> **WORK INSTRUCTION**:
Give the data again word for word; drop the pictures.

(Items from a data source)

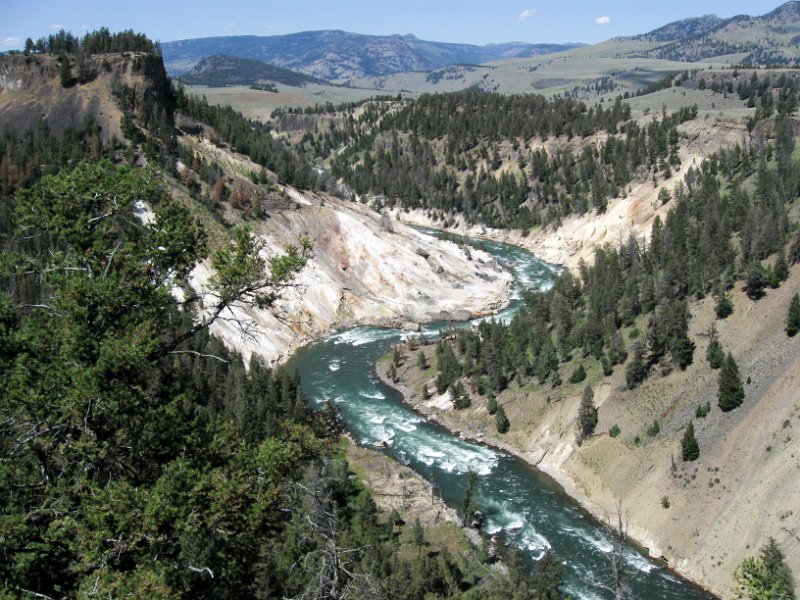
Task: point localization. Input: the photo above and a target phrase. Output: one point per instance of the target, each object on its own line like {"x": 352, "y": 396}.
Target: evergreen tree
{"x": 757, "y": 280}
{"x": 587, "y": 414}
{"x": 501, "y": 420}
{"x": 781, "y": 269}
{"x": 731, "y": 391}
{"x": 66, "y": 72}
{"x": 714, "y": 354}
{"x": 793, "y": 316}
{"x": 765, "y": 577}
{"x": 578, "y": 375}
{"x": 636, "y": 371}
{"x": 724, "y": 305}
{"x": 690, "y": 450}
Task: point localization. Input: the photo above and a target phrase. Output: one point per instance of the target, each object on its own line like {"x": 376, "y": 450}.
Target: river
{"x": 529, "y": 507}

> **THE COMPLETED TASK**:
Task: point localization. Input: the photo above and a target phrase. Output: one point per instance of the target, each object on its own line like {"x": 352, "y": 396}.
Target: evergreen tree
{"x": 757, "y": 280}
{"x": 587, "y": 414}
{"x": 501, "y": 420}
{"x": 781, "y": 269}
{"x": 731, "y": 391}
{"x": 66, "y": 72}
{"x": 714, "y": 354}
{"x": 793, "y": 316}
{"x": 765, "y": 577}
{"x": 578, "y": 375}
{"x": 636, "y": 371}
{"x": 724, "y": 305}
{"x": 690, "y": 450}
Task: point localization. Input: the photo above and a target phrase. Output: one point per instance of the target, each object on its own line like {"x": 376, "y": 450}.
Target: river
{"x": 529, "y": 507}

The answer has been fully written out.